__Materials provided__
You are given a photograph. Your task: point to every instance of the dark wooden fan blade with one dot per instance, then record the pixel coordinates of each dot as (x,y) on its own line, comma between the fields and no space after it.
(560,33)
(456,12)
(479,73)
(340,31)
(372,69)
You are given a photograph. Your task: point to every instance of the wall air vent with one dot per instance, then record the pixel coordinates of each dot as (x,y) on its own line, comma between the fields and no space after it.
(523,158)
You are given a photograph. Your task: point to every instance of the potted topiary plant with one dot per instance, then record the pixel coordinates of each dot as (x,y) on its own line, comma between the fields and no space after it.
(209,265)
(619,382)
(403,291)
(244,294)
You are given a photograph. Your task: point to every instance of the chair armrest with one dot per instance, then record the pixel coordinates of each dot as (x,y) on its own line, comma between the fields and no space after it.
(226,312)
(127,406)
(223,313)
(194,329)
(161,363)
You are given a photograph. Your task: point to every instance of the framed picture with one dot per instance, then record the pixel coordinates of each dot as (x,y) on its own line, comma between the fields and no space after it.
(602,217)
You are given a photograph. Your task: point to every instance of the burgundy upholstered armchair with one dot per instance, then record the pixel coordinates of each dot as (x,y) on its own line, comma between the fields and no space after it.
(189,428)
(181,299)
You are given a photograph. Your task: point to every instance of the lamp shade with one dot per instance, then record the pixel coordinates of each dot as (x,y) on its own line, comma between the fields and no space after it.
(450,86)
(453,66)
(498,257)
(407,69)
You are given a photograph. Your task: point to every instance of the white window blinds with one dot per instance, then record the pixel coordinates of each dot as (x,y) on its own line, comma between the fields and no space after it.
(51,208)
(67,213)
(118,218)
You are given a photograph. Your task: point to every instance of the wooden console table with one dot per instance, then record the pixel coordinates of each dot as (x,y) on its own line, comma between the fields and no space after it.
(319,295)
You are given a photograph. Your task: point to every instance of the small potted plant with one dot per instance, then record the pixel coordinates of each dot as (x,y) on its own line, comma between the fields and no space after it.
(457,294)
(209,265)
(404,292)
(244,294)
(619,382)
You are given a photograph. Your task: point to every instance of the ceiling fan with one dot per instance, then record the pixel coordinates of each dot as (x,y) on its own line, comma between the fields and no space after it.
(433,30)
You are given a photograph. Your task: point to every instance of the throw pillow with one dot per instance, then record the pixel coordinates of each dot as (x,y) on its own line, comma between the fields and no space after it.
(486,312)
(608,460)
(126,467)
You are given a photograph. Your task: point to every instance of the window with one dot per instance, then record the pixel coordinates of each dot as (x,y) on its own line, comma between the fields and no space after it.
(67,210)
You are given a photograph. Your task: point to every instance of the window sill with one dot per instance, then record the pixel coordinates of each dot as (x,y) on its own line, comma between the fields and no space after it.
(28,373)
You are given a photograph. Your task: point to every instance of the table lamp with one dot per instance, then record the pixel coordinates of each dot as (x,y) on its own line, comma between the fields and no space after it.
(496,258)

__Exercise directions__
All that is wanted is the set of lines from the one with "of the table" through the last line of the entries, both included, output exactly.

__The answer__
You are given a photograph. Your task: point to every instance of the table lamp with one dot per instance, then record the pixel coordinates of each dot as (x,y) on its own line, comma between the fields and no space after it.
(496,258)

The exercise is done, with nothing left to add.